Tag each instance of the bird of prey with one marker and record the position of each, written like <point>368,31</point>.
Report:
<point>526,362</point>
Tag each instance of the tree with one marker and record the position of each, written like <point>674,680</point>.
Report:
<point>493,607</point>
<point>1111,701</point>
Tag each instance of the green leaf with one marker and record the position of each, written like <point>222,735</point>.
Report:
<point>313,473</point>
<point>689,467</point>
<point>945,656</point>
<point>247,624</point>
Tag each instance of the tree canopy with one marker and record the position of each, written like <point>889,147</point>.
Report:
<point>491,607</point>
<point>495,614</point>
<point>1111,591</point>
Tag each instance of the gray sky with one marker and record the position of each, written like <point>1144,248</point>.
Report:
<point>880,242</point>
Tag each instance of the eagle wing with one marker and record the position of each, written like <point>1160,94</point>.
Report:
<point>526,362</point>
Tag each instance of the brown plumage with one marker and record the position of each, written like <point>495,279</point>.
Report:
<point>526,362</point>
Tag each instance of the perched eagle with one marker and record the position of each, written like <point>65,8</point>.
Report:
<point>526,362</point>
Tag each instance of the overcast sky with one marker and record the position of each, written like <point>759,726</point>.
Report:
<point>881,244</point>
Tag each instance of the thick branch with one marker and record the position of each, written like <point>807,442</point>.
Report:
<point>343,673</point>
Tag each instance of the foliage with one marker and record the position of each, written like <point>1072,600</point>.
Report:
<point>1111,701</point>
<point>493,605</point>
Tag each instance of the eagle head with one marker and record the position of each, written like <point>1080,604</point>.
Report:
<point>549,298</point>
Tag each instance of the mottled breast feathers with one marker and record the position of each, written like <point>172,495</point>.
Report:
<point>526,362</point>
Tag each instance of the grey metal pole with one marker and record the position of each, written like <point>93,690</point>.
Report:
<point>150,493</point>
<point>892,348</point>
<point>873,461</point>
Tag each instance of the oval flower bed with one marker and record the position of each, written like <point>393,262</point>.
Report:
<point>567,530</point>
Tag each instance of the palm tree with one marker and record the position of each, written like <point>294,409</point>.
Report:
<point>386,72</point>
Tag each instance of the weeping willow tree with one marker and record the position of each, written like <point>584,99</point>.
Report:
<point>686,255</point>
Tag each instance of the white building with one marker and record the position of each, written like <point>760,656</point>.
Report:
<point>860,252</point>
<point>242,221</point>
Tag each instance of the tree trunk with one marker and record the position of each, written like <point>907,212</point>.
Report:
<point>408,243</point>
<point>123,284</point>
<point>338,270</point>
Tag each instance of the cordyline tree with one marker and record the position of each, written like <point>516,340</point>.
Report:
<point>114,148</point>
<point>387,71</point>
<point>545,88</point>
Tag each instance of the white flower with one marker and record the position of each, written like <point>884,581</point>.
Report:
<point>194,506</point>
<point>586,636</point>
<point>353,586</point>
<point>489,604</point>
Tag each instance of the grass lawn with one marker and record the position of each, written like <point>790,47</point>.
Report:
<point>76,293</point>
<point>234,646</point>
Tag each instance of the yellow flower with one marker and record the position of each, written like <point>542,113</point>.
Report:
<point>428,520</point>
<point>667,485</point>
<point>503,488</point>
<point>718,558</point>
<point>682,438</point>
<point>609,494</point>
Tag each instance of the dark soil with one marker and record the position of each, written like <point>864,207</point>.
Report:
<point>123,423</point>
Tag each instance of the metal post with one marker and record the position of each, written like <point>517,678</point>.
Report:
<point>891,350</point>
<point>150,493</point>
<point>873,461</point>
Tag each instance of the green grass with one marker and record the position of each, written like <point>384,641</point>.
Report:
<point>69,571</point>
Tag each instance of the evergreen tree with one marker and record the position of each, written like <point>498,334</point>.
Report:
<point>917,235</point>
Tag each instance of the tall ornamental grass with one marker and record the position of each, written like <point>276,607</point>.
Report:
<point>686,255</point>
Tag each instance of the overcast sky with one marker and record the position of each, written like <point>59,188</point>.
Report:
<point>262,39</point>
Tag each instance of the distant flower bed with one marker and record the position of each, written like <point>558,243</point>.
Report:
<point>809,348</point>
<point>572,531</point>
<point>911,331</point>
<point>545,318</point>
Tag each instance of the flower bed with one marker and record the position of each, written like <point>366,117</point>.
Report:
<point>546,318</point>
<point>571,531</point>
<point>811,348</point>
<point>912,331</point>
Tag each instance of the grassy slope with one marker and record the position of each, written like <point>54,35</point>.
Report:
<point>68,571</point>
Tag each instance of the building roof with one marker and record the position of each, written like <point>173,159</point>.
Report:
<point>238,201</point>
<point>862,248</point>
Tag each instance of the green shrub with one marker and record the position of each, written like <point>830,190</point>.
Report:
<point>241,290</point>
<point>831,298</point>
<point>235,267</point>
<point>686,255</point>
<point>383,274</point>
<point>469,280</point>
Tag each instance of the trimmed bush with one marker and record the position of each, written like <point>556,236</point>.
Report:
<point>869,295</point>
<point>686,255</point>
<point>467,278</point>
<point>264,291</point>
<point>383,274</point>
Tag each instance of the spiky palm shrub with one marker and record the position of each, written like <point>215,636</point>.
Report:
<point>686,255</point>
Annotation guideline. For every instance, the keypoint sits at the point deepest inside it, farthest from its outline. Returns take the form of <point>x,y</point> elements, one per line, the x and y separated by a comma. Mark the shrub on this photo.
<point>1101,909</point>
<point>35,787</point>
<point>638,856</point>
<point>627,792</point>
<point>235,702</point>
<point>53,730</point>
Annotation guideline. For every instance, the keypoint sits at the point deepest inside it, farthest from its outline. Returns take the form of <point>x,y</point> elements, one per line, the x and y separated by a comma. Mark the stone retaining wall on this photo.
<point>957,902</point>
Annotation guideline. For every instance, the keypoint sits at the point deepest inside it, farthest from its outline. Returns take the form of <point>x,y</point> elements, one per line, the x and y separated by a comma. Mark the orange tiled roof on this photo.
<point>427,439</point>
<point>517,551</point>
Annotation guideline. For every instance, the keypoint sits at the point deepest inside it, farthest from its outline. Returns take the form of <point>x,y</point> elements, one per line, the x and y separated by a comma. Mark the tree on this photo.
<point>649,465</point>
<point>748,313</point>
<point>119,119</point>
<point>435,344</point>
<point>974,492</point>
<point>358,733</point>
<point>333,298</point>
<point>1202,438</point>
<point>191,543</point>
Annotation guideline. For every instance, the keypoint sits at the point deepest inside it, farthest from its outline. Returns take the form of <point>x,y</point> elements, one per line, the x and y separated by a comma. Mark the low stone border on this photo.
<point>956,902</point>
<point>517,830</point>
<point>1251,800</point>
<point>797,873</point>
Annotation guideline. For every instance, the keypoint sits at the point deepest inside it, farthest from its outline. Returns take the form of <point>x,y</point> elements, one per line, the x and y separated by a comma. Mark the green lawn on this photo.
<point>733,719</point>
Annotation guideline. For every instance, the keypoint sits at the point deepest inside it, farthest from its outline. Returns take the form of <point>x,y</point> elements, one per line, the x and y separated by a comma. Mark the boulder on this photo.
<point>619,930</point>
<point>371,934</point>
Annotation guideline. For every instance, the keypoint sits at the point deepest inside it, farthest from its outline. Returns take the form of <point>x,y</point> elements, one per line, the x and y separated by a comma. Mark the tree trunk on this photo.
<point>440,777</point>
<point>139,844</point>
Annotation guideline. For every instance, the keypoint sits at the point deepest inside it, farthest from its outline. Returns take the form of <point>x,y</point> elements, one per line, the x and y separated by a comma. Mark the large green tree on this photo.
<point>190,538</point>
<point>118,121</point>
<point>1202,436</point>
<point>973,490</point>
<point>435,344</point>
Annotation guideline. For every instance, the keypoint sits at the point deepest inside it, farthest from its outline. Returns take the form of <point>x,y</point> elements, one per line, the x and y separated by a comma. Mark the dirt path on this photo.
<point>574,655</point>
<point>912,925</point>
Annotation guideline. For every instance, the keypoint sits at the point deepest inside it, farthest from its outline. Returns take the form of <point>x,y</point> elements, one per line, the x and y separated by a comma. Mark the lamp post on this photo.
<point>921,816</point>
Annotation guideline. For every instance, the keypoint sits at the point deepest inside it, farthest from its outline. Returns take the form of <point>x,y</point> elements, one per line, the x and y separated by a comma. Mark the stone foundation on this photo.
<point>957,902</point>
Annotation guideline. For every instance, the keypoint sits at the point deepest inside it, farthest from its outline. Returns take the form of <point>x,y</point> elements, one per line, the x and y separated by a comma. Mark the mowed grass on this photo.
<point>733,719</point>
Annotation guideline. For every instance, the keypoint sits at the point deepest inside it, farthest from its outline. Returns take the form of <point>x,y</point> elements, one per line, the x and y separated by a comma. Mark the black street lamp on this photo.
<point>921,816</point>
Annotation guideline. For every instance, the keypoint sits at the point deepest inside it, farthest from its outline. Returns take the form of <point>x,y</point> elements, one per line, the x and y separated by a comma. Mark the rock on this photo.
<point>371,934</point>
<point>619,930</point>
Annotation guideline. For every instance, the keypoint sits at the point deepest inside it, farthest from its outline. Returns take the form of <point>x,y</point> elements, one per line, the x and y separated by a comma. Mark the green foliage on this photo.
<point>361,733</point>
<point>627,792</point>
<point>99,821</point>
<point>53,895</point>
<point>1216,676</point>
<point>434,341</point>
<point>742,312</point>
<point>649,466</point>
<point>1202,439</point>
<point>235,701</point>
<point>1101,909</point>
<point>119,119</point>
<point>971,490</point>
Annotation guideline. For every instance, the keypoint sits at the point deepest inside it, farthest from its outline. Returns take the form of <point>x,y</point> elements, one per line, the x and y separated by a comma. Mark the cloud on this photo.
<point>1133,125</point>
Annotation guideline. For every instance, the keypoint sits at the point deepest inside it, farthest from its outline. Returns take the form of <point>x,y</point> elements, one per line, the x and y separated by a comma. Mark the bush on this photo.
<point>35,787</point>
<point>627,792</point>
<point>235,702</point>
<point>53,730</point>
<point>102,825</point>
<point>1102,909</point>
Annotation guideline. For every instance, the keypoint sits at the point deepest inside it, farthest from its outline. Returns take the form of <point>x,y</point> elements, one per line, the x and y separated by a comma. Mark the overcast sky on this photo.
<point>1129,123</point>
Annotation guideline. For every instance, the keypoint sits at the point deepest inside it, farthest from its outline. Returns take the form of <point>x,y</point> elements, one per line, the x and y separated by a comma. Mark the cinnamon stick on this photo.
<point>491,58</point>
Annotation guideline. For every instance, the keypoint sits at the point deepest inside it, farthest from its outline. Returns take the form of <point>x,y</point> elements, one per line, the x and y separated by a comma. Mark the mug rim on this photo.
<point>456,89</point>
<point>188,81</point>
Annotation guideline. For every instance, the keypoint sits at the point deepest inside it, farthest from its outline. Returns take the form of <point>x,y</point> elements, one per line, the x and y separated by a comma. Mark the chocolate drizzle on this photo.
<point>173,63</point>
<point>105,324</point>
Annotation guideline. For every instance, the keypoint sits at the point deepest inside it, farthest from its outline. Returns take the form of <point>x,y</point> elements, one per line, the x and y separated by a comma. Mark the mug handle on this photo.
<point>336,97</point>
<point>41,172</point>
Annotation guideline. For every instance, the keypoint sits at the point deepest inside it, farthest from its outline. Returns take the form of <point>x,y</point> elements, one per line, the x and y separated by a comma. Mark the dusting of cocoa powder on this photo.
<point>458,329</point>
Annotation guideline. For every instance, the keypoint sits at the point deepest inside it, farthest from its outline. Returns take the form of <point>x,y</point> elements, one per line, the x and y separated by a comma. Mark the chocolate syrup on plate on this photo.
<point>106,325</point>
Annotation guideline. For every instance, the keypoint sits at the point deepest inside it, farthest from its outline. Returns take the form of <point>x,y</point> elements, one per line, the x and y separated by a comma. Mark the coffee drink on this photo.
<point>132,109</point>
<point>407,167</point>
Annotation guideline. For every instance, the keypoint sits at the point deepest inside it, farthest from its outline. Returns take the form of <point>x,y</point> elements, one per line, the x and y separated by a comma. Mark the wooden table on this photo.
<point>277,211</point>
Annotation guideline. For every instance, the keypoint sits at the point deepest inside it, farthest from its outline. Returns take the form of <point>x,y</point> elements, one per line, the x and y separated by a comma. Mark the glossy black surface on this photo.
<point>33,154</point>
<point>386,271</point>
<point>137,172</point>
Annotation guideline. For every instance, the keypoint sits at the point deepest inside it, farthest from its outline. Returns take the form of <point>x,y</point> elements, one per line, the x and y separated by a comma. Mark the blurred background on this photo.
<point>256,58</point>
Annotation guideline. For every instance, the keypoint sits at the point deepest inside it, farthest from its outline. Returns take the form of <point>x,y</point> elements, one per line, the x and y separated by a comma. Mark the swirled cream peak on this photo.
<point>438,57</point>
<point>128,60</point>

◆ ◆ ◆ ◆

▶ **Written task**
Starting at the line containing "Tag each instance of the weeping" and ending at the line containing "<point>545,88</point>", reproduce those lines in full, and scale every coordinate listed after a "Report:" line by 2.45, rounding to whole numbers with halves rounded up. Keep all other text the same, including the sample positions after "written like".

▶ **Answer to the problem**
Tag each instance of the weeping willow tree with one marker and record the position of each, written like <point>584,99</point>.
Report:
<point>1681,625</point>
Tag each instance of the white building with one marker and record the position of each, written like <point>760,656</point>.
Report:
<point>2107,617</point>
<point>593,541</point>
Tag each instance of the tree trunk with one marker and record the position of each, written like <point>907,212</point>.
Report:
<point>1000,595</point>
<point>301,696</point>
<point>828,662</point>
Tag each instance of the cordyline tree with one marker and record the position of each, written like <point>516,340</point>.
Report:
<point>279,363</point>
<point>948,174</point>
<point>1335,216</point>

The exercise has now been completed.